Reproduce each of the entries below verbatim, preserving every character, line break, and coordinate value.

-- BEGIN --

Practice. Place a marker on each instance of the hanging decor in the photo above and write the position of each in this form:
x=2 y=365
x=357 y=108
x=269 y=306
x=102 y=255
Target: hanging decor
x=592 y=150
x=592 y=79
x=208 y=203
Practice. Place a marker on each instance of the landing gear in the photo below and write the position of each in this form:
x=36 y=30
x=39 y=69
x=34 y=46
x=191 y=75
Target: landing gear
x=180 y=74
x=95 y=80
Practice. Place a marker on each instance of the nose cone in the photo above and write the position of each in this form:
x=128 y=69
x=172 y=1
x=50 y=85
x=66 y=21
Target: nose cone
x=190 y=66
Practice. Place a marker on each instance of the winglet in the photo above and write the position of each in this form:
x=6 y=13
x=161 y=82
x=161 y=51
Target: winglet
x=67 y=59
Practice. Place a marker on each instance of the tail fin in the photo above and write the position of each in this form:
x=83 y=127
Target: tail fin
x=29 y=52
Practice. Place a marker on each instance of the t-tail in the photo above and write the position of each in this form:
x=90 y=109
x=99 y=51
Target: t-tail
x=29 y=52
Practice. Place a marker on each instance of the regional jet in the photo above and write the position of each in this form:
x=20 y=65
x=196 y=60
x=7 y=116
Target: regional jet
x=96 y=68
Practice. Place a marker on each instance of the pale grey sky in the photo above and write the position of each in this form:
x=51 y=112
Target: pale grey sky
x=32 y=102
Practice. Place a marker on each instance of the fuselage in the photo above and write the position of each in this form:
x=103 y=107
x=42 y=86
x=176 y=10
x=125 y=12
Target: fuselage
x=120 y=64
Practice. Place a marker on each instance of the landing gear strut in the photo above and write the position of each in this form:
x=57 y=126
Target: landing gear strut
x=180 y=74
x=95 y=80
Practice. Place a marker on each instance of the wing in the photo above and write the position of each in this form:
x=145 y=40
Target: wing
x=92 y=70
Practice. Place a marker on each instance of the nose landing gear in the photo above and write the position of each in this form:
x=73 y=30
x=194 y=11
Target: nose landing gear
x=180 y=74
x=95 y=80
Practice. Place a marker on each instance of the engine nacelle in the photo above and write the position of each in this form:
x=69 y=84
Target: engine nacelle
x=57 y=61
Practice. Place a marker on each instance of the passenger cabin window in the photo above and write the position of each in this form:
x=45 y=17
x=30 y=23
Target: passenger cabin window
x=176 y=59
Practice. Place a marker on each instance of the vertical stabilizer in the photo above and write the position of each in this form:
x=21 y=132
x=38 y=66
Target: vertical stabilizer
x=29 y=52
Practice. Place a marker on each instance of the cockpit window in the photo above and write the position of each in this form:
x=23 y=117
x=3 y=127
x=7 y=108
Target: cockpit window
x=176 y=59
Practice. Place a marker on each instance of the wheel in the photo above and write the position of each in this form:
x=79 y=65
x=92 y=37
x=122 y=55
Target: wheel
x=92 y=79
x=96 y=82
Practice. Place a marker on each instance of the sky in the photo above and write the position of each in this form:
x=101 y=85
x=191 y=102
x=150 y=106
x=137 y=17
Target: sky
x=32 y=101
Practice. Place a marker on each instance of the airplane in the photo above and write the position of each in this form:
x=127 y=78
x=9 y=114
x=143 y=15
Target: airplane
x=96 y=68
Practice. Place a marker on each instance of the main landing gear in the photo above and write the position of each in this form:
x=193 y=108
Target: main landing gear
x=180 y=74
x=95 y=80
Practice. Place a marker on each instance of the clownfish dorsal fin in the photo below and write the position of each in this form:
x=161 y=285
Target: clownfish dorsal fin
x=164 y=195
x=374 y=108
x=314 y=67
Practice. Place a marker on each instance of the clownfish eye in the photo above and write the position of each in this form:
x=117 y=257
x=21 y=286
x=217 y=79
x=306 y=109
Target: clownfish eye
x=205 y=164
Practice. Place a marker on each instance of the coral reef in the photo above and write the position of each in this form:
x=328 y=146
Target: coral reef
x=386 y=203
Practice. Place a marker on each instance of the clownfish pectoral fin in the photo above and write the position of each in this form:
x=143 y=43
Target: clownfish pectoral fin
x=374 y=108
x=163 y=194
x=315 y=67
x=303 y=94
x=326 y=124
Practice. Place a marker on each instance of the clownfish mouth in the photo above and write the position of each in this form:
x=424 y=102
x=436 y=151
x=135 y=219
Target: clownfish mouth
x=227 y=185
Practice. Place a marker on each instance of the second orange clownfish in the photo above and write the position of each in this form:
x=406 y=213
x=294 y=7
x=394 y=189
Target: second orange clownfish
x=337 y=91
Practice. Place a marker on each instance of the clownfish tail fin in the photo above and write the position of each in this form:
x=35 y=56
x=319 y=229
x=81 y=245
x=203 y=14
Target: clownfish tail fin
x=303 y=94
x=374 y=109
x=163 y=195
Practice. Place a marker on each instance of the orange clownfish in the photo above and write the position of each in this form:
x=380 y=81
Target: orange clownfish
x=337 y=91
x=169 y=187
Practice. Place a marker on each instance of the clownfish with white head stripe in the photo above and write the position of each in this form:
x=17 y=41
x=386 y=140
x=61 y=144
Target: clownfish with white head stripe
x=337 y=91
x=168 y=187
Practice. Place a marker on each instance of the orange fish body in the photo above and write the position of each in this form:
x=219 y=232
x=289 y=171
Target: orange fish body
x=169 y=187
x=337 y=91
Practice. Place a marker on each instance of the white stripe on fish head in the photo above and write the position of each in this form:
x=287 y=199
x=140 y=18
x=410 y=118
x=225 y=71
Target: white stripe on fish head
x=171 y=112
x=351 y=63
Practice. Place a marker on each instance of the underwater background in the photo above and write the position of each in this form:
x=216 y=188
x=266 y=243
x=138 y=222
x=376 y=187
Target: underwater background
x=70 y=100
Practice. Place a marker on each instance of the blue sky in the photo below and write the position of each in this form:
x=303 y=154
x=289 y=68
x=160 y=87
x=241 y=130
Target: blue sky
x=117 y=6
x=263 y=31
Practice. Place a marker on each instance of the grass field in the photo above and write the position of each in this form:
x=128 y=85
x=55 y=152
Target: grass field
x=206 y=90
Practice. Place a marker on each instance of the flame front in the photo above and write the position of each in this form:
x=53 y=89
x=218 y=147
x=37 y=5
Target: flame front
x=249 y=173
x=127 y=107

-- END --

*SOLUTION FOR THIS PROBLEM:*
Practice. Place a marker on each instance of the hanging decor in the photo above and write the position of each in this form:
x=2 y=365
x=357 y=108
x=269 y=306
x=102 y=255
Target: hanging decor
x=592 y=150
x=592 y=79
x=208 y=203
Practice. Place a marker on each instance of the landing gear in the photo below and write the position of each in this form:
x=36 y=30
x=39 y=69
x=34 y=46
x=191 y=75
Target: landing gear
x=180 y=74
x=95 y=80
Practice. Place a marker on each instance of the nose cone in the photo above and write the position of each in this form:
x=128 y=69
x=172 y=1
x=50 y=85
x=66 y=21
Target: nose cone
x=190 y=66
Practice. Place a marker on each instance of the winglet in the photo above and write the position of each in this form:
x=6 y=13
x=161 y=82
x=161 y=51
Target: winglet
x=67 y=59
Practice. Place a marker on each instance of the tail fin in the photo above and write the position of each in this form:
x=83 y=127
Target: tail fin
x=29 y=52
Practice. Place a marker on each instance of the t-tail in the photo above and write the position of each in this form:
x=90 y=109
x=99 y=51
Target: t-tail
x=29 y=52
Practice. Place a marker on each instance of the regional jet in the photo above and write the position of each in this form:
x=20 y=65
x=196 y=60
x=7 y=116
Target: regional jet
x=96 y=68
Practice. Place a marker on each instance of the pale grey sky in the photo above and write the position of each in this form:
x=51 y=112
Target: pale grey sky
x=32 y=102
Practice. Place a marker on each instance of the fuselage in the photo above and write the position of each in this form:
x=103 y=107
x=42 y=86
x=176 y=10
x=125 y=12
Target: fuselage
x=120 y=64
Practice. Place a marker on each instance of the landing gear strut in the photo above and write the position of each in this form:
x=57 y=126
Target: landing gear strut
x=180 y=74
x=95 y=80
Practice. Place a marker on each instance of the wing in the photo above and write the position of each in this form:
x=145 y=40
Target: wing
x=92 y=70
Practice. Place a marker on each instance of the nose landing gear in the photo above and write the position of each in this form:
x=73 y=30
x=194 y=11
Target: nose landing gear
x=180 y=74
x=95 y=80
Practice. Place a marker on each instance of the engine nacelle in the photo above and write the position of each in this form:
x=69 y=84
Target: engine nacelle
x=57 y=61
Practice. Place a marker on each instance of the passenger cabin window in the photo above and write the position of each in this form:
x=45 y=17
x=30 y=23
Target: passenger cabin window
x=176 y=59
Practice. Place a marker on each instance of the vertical stabilizer in the photo above and write the position of each in this form:
x=21 y=132
x=38 y=66
Target: vertical stabilizer
x=29 y=52
Practice. Place a marker on each instance of the cockpit window in the photo above and write the position of each in this form:
x=23 y=117
x=3 y=127
x=7 y=108
Target: cockpit window
x=176 y=59
Practice. Place a marker on each instance of the wheel in the photo above and write the position of each in this form:
x=79 y=65
x=92 y=37
x=122 y=55
Target: wheel
x=92 y=79
x=96 y=82
Practice. Place a marker on each instance of the sky in the photo above and write the position of each in this form:
x=101 y=85
x=191 y=102
x=150 y=106
x=137 y=17
Target: sky
x=32 y=101
Practice. Place a marker on each instance of the airplane in the photo above and write the position of each in this form:
x=127 y=78
x=9 y=114
x=143 y=15
Target: airplane
x=96 y=68
Practice. Place a marker on each instance of the main landing gear in the photo above and write the position of each in this form:
x=193 y=108
Target: main landing gear
x=180 y=74
x=95 y=80
Practice. Place a marker on each instance of the clownfish dorsal fin in the photo below and write the position of each in this form:
x=161 y=285
Target: clownfish dorsal fin
x=164 y=195
x=374 y=108
x=314 y=67
Practice. Place a marker on each instance of the clownfish eye in the photo above and write the position of each in this form:
x=117 y=257
x=21 y=286
x=217 y=79
x=306 y=109
Target: clownfish eye
x=205 y=164
Practice. Place a marker on each instance of the coral reef in the photo above and write the position of each in this form:
x=328 y=146
Target: coral reef
x=386 y=203
Practice. Place a marker on each instance of the clownfish pectoral fin in the photo above and write the position of each in this form:
x=143 y=43
Target: clownfish pectoral fin
x=374 y=108
x=163 y=194
x=315 y=67
x=303 y=94
x=326 y=124
Practice. Place a marker on each instance of the clownfish mouth in the photo above and write the position of each in this form:
x=424 y=102
x=436 y=151
x=135 y=219
Target: clownfish mouth
x=227 y=185
Practice. Place a marker on each instance of the second orange clownfish in the photo above and write the position of each in this form:
x=406 y=213
x=294 y=7
x=394 y=189
Target: second orange clownfish
x=337 y=91
Practice. Place a marker on each instance of the clownfish tail fin in the photo above and write the position of each in this form:
x=35 y=56
x=319 y=229
x=81 y=245
x=203 y=14
Target: clownfish tail fin
x=303 y=94
x=374 y=109
x=163 y=195
Practice. Place a marker on each instance of the orange clownfish in the photo above and write the position of each in this form:
x=380 y=81
Target: orange clownfish
x=337 y=91
x=169 y=187
Practice. Place a marker on each instance of the clownfish with white head stripe in the photo above and write the position of each in this form:
x=17 y=41
x=386 y=140
x=61 y=144
Target: clownfish with white head stripe
x=337 y=91
x=168 y=187
Practice. Place a marker on each instance of the orange fish body in the photo above and write the position of each in this form:
x=219 y=232
x=289 y=171
Target: orange fish body
x=169 y=187
x=337 y=91
Practice. Place a marker on each instance of the white stripe on fish head in the photo above and write the position of each in this form:
x=287 y=199
x=140 y=18
x=410 y=118
x=225 y=71
Target: white stripe on fish head
x=171 y=112
x=351 y=63
Practice. Place a marker on each instance of the underwater background in the photo above and write the position of each in this form:
x=216 y=188
x=266 y=243
x=138 y=222
x=376 y=187
Target: underwater background
x=70 y=100
Practice. Place a marker on each instance of the blue sky in the photo below and write the position of each in this form:
x=303 y=154
x=289 y=68
x=160 y=87
x=241 y=130
Target: blue sky
x=117 y=6
x=263 y=31
Practice. Place a marker on each instance of the grass field in the photo above and write the position of each in this form:
x=128 y=85
x=55 y=152
Target: grass field
x=206 y=90
Practice. Place a marker on each instance of the flame front in the photo above and write the position of each in this form:
x=53 y=89
x=218 y=147
x=37 y=5
Target: flame front
x=249 y=173
x=127 y=107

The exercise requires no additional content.